=== Records for the task ===
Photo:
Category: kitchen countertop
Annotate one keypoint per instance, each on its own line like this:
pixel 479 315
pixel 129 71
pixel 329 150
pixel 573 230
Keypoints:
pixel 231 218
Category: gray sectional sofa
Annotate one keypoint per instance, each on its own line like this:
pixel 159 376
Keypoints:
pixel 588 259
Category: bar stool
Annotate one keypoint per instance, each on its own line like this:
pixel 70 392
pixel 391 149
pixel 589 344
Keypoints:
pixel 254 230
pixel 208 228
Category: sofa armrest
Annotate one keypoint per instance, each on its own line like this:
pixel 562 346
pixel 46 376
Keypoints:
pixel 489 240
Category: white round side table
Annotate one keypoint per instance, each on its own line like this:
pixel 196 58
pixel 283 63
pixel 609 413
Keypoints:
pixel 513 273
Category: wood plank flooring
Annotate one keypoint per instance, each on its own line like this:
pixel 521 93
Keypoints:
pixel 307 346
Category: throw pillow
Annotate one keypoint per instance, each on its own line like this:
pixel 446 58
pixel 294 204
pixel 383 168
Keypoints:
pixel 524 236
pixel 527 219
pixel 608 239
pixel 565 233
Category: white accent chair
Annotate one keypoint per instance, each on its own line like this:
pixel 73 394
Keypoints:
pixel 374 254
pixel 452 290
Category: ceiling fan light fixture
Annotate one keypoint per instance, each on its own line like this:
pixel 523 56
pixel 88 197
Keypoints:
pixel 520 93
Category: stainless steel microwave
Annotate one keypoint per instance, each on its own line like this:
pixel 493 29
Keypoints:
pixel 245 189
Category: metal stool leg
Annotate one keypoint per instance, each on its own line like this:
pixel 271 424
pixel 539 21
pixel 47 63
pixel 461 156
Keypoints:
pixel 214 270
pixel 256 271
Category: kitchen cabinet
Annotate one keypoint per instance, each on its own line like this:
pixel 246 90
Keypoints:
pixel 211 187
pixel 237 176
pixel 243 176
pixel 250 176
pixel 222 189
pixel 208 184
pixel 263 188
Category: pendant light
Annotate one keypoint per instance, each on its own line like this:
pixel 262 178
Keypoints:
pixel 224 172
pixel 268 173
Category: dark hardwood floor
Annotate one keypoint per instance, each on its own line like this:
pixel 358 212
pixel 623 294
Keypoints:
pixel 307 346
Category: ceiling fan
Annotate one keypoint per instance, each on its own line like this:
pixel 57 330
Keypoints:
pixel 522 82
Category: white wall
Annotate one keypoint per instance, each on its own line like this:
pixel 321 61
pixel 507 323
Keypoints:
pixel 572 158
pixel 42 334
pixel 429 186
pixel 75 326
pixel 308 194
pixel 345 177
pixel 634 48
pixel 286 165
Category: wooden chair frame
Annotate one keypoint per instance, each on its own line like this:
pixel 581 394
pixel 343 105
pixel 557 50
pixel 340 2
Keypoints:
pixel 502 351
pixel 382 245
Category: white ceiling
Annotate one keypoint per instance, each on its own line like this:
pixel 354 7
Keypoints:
===
=== Records for the task ===
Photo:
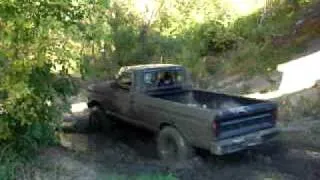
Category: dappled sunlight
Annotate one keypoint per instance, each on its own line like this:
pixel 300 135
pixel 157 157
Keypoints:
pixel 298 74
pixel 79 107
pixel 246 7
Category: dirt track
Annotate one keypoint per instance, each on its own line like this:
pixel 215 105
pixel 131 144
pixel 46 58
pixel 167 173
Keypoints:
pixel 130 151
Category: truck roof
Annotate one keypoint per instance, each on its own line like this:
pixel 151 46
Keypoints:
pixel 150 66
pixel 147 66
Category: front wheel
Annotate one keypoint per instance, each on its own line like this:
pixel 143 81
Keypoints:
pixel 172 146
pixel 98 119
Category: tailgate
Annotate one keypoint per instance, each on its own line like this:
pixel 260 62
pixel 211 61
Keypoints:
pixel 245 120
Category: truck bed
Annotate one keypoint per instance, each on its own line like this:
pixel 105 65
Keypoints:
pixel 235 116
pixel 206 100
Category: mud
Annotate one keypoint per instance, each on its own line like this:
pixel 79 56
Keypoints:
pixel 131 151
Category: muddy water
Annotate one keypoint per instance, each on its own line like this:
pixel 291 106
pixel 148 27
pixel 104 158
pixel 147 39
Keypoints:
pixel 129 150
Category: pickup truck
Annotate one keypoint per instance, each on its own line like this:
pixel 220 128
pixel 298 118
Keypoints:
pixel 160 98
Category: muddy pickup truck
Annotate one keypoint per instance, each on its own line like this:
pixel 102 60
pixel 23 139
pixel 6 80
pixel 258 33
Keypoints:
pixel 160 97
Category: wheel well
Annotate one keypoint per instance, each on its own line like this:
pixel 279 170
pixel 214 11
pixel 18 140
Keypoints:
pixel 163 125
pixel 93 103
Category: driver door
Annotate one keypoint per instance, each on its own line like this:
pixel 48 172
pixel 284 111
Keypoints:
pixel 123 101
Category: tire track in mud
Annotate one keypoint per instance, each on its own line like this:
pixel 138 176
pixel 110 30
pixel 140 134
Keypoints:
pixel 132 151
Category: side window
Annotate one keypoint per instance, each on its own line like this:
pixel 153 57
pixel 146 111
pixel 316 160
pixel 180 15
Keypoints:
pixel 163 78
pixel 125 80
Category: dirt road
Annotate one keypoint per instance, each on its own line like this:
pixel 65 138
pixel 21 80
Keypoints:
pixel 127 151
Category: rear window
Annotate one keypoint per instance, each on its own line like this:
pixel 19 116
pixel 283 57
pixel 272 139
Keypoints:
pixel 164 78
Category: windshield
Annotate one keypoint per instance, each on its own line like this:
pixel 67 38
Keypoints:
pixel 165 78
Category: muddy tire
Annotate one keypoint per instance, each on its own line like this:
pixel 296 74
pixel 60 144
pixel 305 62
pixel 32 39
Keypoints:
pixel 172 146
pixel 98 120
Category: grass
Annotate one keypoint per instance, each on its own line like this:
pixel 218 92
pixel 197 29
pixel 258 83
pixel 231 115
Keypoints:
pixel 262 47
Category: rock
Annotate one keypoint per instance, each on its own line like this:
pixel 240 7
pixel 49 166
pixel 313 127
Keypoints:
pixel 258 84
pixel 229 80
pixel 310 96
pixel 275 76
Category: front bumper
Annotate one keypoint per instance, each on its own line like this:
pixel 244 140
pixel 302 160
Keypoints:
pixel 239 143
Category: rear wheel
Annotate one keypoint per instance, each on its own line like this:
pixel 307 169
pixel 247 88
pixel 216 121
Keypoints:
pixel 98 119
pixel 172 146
===
=== Records for the task ===
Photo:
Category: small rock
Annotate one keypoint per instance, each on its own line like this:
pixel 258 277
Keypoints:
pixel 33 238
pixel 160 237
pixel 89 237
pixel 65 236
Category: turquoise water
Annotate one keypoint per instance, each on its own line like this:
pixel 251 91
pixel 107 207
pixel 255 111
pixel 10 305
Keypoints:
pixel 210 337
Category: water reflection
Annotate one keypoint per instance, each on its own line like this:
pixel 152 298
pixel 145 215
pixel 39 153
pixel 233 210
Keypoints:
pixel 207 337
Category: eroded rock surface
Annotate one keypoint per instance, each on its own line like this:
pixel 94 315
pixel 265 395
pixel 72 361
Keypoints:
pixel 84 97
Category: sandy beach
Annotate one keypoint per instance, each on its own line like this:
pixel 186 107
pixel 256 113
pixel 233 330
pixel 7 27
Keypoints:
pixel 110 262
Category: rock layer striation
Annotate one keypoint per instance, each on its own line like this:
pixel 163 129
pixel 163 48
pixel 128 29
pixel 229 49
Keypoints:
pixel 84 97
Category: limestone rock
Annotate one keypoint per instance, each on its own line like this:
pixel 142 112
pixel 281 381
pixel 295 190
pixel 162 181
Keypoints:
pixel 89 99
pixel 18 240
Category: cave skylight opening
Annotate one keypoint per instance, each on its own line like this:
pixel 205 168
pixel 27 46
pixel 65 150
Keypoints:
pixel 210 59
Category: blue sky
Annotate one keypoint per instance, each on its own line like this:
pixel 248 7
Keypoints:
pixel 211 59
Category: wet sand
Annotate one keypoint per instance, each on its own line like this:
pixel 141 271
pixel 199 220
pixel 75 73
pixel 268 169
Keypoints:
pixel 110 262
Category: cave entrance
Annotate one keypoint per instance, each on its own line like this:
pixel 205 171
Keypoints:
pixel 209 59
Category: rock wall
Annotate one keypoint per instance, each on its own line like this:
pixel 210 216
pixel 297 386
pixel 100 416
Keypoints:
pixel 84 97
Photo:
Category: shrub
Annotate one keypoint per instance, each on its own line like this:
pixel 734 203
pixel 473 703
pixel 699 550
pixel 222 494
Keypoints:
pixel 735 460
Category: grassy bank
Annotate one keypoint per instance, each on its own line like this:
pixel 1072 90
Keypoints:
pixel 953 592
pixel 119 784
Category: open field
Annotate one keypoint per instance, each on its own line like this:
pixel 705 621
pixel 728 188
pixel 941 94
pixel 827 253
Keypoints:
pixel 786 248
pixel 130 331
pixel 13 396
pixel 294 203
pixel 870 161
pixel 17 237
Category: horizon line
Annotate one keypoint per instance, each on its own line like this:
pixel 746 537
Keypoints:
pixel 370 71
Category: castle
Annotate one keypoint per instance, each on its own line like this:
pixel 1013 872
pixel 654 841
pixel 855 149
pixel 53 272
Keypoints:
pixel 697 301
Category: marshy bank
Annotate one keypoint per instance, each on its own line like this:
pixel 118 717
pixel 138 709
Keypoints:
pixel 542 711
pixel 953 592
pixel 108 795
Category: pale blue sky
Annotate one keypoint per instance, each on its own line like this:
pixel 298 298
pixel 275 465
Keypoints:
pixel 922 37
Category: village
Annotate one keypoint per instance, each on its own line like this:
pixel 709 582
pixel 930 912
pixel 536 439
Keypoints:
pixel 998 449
===
Problem statement: Edit the part of the listing that opens with the line containing "Category: sofa armrest" and closes with the line containing "pixel 513 273", changing "white round side table" to "round white end table" and keeping everything else the same. Give back only those lines.

Result for this exercise:
Category: sofa armrest
Annotate one keypoint per instance, each on its own line like this:
pixel 562 346
pixel 46 376
Keypoints:
pixel 489 240
Category: round white end table
Annotate one keypoint per instance, each on its own line like this:
pixel 196 58
pixel 283 63
pixel 609 413
Keypoints:
pixel 513 273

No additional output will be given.